QUOTED PASSAGE:

* start *

We asked our team of Harvard students for their best study tips, and here's what they answered:
- Divide and Conquer: In order to avoid the stress of pulling an allnighter and cramming as much information as possible, you should always aim to divide the workload before any major assessment so that you can process the information bit by bit. We recommend reserving at least an hour a day for the week prior to your scheduled test. Some quick ways to split up the material include dividing it by chapter, number of pages, historical period, and equation formula.
- Keep a Calendar: While not everyone has the time to keep a detailed planner or virtual calendar, you should always keep track of important dates so that they don’t sneak up on you. For example, if your teacher gives you a syllabus at the beginning of the semester, make note of all the dates for your exams and tests. Or if your teacher doesn’t tell you the overall plan from the get go, make sure to write down an upcoming test date as soon as it’s mentioned. In addition to your academic commitments, it’s also important to note any major events or extracurricular activities you have coming up like a soccer game or birthday party so that you can adjust your studying accordingly.
- The Pomodoro Technique: For all students struggling with procrastination, the Pomodoro Technique is just the thing for you! A time management system, the Pomodoro Technique entails breaking your work into 25 minute chunks segmented by five minute breaks. After four 25 minute chunks, or “pomodoros”, you can take a longer break of 15-20 minutes. This way, you can motivate yourself to accomplish tasks during each pomodoro without burning out thanks to the breaks.
- Location Location Location: Though students may be tempted to stick to whatever study location they have found successful in the past, it may be helpful to switch it up and find another place to study. When a student spends a large amount of time in one place, the memories associated with that place can become homogenous and more difficult to differentiate from one another. If you tend to study at one particular desk in the library, try moving to a different part of the room, or even a different building altogether.
- Unplug:Some students find it difficult to stay away from the distractions on their devices, which is why different apps have developed ways to stay focused. A few of our favorites include Forest, which stops users from opening apps on their phone, and SelfControl, which temporarily blocks access to certain websites on your computer.
- Sweet Dreams: Reread whatever notes you’ve taken while studying during the day right before bed. Research studies have found that students tend to retain information better after a good night’s sleep. That is, looking over your notes before bed will be more helpful than going back to them in the morning, so try doing a little bit of review night by night rather than looking it all over the morning of the test. In addition, you should make sure to get a good night’s sleep the night before your test, because insufficient sleep can lead to trouble remembering everything you’ve studied.

* end *

EXERCISE DIRECTIONS:
Extend the list of study tips above, picking up right after its final entry.

DATA PROVIDED:

* start *

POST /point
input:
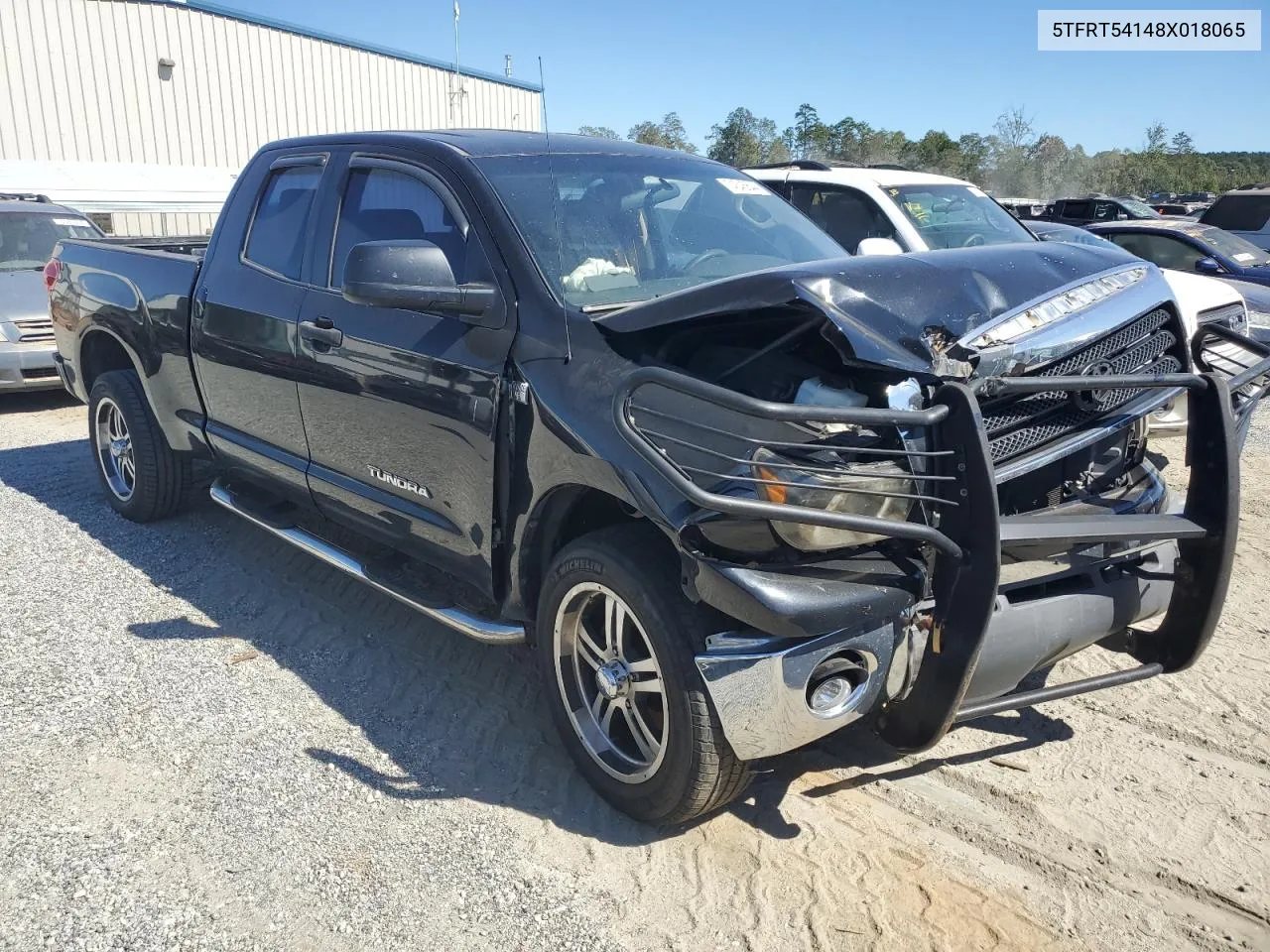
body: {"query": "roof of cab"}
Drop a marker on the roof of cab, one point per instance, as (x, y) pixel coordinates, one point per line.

* end *

IN RESPONSE:
- Reward Yourself: Everyone enjoys tasks that come with rewards, so why not add some to your studying? Whether it’s giving yourself a snack after reading a certain number of pages or letting yourself watch that movie you’ve been meaning to see after you study for the big test, granting yourself positive experiences will help you stay motivated and avoid procrastination.
- Ask The Teacher: While it may seem straightforward, many students forget to use their best resource when studying: the teacher. Your teacher will be the one administering your evaluation, which is why they should be your go-to source for answering questions and helping you identify which material to prioritize in your studying. Ask your teacher if they’d be free to answer any questions you have about what you’re studying or to go over the parts of your study guide that you have the most trouble with.
- Gimme a Break: Just like any athlete needs water after a tough practice, you should also be balancing any hardcore study sessions with a healthy amount of breaks and rest. Stand up and stretch after long periods of reading, grab a snack to replenish your energy, or watch a short episode of TV to allow your mind to relax. Your brain is just as much of a muscle as your biceps or calves, which means that it can also get burned out if you overwork it.
- Set Goals…: Many students struggle to focus on big tasks, especially in the subjects that they don’t particularly enjoy or have an affinity for. When this is the case, a great to orient yourself and maintain the same level of interest as you have in your favorite subjects is to find a concrete goal that motivates you to succeed. For example, maybe you didn’t perform particularly well on your last test, so now your goal is to improve by a few points on this next one.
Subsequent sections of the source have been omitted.